> [DATA PROVIDED]:
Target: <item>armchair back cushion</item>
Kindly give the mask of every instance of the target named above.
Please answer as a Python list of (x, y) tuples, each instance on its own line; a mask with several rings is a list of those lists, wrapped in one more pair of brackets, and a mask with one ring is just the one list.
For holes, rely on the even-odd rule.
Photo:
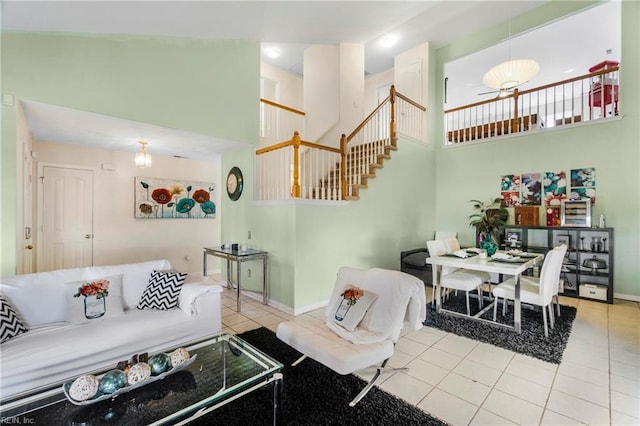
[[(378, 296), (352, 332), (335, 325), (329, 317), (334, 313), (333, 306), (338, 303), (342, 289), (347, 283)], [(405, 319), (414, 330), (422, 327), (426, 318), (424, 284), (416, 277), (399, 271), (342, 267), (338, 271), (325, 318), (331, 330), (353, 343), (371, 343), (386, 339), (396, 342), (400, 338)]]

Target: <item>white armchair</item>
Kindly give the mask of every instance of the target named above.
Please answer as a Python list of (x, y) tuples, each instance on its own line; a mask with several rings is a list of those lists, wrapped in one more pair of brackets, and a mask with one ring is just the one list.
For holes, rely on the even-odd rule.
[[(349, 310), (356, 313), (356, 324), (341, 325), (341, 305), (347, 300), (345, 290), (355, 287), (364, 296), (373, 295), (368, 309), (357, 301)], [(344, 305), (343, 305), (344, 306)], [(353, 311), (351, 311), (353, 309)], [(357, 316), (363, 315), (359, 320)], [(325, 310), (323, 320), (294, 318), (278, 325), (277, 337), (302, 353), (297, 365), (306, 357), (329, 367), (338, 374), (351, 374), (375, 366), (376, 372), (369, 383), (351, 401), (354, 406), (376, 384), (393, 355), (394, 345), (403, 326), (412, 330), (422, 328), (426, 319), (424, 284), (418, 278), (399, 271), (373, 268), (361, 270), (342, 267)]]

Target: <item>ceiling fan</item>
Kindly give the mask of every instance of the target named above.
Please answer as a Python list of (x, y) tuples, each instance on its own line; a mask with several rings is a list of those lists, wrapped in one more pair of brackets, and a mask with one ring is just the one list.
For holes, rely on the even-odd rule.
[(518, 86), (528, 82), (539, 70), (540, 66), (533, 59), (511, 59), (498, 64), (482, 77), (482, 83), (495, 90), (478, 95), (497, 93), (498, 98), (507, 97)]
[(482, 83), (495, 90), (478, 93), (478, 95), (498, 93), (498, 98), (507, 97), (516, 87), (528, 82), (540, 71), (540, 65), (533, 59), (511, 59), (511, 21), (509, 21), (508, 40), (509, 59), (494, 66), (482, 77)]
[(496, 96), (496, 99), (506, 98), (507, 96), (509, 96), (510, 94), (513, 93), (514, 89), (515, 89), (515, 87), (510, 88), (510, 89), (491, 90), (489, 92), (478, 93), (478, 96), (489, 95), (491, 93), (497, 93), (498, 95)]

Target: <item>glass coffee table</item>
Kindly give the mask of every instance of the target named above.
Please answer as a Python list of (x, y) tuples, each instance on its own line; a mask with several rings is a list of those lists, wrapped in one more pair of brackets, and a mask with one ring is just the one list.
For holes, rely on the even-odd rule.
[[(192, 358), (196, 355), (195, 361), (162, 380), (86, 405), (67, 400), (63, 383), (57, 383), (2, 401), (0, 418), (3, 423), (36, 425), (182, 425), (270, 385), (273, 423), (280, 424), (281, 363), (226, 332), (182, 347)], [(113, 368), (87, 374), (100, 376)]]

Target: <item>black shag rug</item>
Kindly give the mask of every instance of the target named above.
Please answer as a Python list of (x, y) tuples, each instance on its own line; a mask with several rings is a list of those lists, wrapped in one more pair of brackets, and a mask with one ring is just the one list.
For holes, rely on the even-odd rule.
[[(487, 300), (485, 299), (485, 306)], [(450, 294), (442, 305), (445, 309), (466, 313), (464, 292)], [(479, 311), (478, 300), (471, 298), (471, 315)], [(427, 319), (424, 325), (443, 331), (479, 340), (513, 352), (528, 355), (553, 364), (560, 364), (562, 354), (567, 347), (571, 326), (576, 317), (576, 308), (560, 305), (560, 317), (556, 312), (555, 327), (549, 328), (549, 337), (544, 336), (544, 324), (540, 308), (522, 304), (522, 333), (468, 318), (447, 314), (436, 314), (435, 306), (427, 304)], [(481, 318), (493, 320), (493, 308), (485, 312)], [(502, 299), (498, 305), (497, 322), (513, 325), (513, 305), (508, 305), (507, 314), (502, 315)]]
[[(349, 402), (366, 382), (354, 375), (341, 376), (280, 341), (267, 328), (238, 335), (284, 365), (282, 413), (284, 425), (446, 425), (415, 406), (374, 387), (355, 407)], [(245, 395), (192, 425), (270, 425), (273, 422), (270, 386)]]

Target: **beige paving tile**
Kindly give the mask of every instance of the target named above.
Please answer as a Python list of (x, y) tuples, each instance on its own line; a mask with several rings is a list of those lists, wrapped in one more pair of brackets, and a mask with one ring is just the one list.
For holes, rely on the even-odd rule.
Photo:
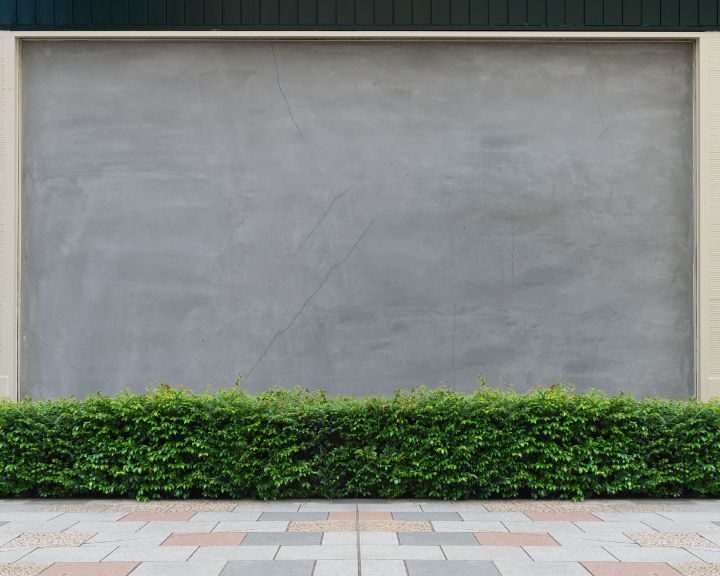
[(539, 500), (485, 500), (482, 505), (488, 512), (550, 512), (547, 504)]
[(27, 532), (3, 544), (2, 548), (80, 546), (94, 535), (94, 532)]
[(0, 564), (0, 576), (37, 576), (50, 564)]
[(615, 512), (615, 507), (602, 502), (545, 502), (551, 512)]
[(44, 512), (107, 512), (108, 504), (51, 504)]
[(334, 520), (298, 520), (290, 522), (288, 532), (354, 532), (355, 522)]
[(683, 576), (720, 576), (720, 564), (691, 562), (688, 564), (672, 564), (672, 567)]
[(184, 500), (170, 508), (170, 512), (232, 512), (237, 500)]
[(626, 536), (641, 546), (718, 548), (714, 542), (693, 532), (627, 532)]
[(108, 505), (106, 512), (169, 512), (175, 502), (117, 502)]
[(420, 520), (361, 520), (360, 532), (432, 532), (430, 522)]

> [YOUR GOAL]: An exact transcription of the data above is needed, without the pictures.

> [RESULT]:
Target: <item>armchair back cushion</item>
Kindly give the mask of every instance of the target named above.
Please answer as a Python list of (x, y) tuples, each instance on its own line; a mask with several rings is a list of those lists, wrapped in one more pair of brackets, and a mask with one ring is just the one list.
For holes, rely on the even-odd rule.
Photo:
[[(378, 296), (352, 332), (335, 325), (329, 317), (334, 313), (333, 306), (338, 303), (342, 289), (347, 283)], [(405, 319), (414, 330), (422, 327), (426, 318), (424, 284), (416, 277), (399, 271), (342, 267), (338, 271), (325, 318), (331, 330), (353, 343), (371, 343), (386, 339), (396, 342), (400, 338)]]

Target: <item>white armchair</item>
Kindly give the mask of every instance of the target named above.
Please answer as a Python list of (x, y) tuples, each instance on its own line; a mask with several rings is a list of those lists, wrapped in one more pair of brackets, and a mask with one ring is just the one list.
For holes, rely on the even-odd rule.
[[(349, 310), (356, 313), (356, 324), (341, 325), (341, 305), (347, 300), (345, 290), (355, 287), (364, 296), (373, 295), (368, 309), (357, 301)], [(344, 305), (343, 305), (344, 306)], [(353, 311), (351, 311), (353, 309)], [(357, 316), (363, 315), (359, 320)], [(325, 310), (323, 320), (294, 318), (278, 325), (277, 337), (302, 353), (297, 365), (306, 357), (329, 367), (338, 374), (351, 374), (375, 366), (376, 372), (369, 383), (351, 401), (354, 406), (376, 384), (393, 355), (394, 345), (403, 326), (412, 330), (422, 328), (426, 319), (424, 284), (418, 278), (399, 271), (373, 268), (361, 270), (342, 267)]]

Target: <item>ceiling fan</item>
Kindly give the mask of every instance of the target named above.
Please answer as a Python list of (x, y) tuples, each instance on its own line; a mask with several rings is a list of those lists, wrapped in one more pair of brackets, and a mask with one ring is just the one list.
For holes, rely on the even-odd rule.
[(518, 86), (528, 82), (539, 70), (540, 66), (533, 59), (511, 59), (498, 64), (482, 77), (482, 83), (495, 90), (478, 95), (497, 93), (498, 98), (507, 97)]
[(482, 83), (495, 90), (478, 93), (478, 95), (498, 93), (498, 98), (507, 97), (516, 87), (528, 82), (540, 71), (540, 65), (533, 59), (511, 59), (511, 21), (509, 21), (508, 40), (509, 59), (494, 66), (482, 77)]
[(496, 96), (496, 99), (506, 98), (507, 96), (509, 96), (510, 94), (513, 93), (514, 89), (515, 89), (515, 87), (510, 88), (510, 89), (491, 90), (489, 92), (478, 93), (478, 96), (489, 95), (491, 93), (497, 93), (498, 95)]

Target: <item>glass coffee table</item>
Kindly give the mask of every instance of the target named above.
Please answer as a Python list of (x, y) tuples, each instance on its own line; a mask with several rings is a list of those lists, wrapped in one more pair of brackets, and a mask with one ring is just the one list.
For holes, rely on the even-odd rule.
[[(192, 358), (196, 355), (195, 361), (162, 380), (86, 405), (67, 400), (63, 383), (57, 383), (2, 401), (0, 418), (3, 423), (36, 425), (182, 425), (270, 385), (273, 423), (280, 424), (281, 363), (226, 332), (182, 347)], [(113, 368), (87, 374), (100, 376)]]

Target: <item>black shag rug</item>
Kindly give the mask of every instance of the target named above.
Please answer as a Python list of (x, y) tuples, each instance on its own line; a mask with several rings is a list of those lists, wrapped in one more pair of brackets, and a mask with one ring is just the one list.
For holes, rely on the even-odd rule.
[[(487, 300), (485, 299), (485, 306)], [(450, 294), (442, 305), (445, 309), (466, 313), (464, 292)], [(479, 311), (478, 300), (471, 298), (471, 315)], [(427, 319), (424, 325), (443, 331), (479, 340), (513, 352), (528, 355), (553, 364), (560, 364), (562, 354), (567, 347), (571, 326), (576, 317), (576, 308), (560, 305), (560, 317), (556, 312), (555, 327), (549, 328), (549, 337), (544, 336), (544, 324), (540, 308), (522, 304), (522, 333), (468, 318), (447, 314), (436, 314), (435, 306), (427, 304)], [(481, 318), (493, 320), (493, 308), (485, 312)], [(502, 299), (498, 305), (497, 322), (513, 325), (513, 305), (508, 305), (507, 314), (502, 315)]]
[[(349, 402), (366, 382), (354, 375), (341, 376), (280, 341), (267, 328), (238, 335), (284, 365), (282, 413), (284, 425), (446, 425), (415, 406), (374, 387), (355, 407)], [(245, 395), (192, 425), (270, 425), (273, 422), (270, 386)]]

Target: **beige paving tile**
Kindly give the mask of every instance of the target named above.
Please answer as a Python list of (x, y) tuples, each instance on its own line; a mask with several rings is a list of those lists, wrapped in one more pair of brackets, and a mask with one ring is just the one list.
For holes, rely on the even-odd rule.
Photo:
[(539, 500), (485, 500), (482, 505), (488, 512), (550, 512), (547, 504)]
[(27, 532), (3, 544), (2, 548), (80, 546), (94, 535), (94, 532)]
[(0, 564), (0, 576), (37, 576), (50, 564)]
[(615, 512), (615, 507), (602, 502), (545, 502), (551, 512)]
[(44, 512), (107, 512), (108, 504), (51, 504)]
[(334, 520), (298, 520), (290, 522), (288, 532), (354, 532), (355, 522)]
[(683, 576), (720, 576), (720, 564), (691, 562), (688, 564), (672, 564), (672, 567)]
[(184, 500), (170, 508), (170, 512), (232, 512), (237, 500)]
[(626, 536), (641, 546), (718, 548), (714, 542), (693, 532), (627, 532)]
[(108, 505), (106, 512), (169, 512), (175, 502), (117, 502)]
[(420, 520), (361, 520), (360, 532), (432, 532), (430, 522)]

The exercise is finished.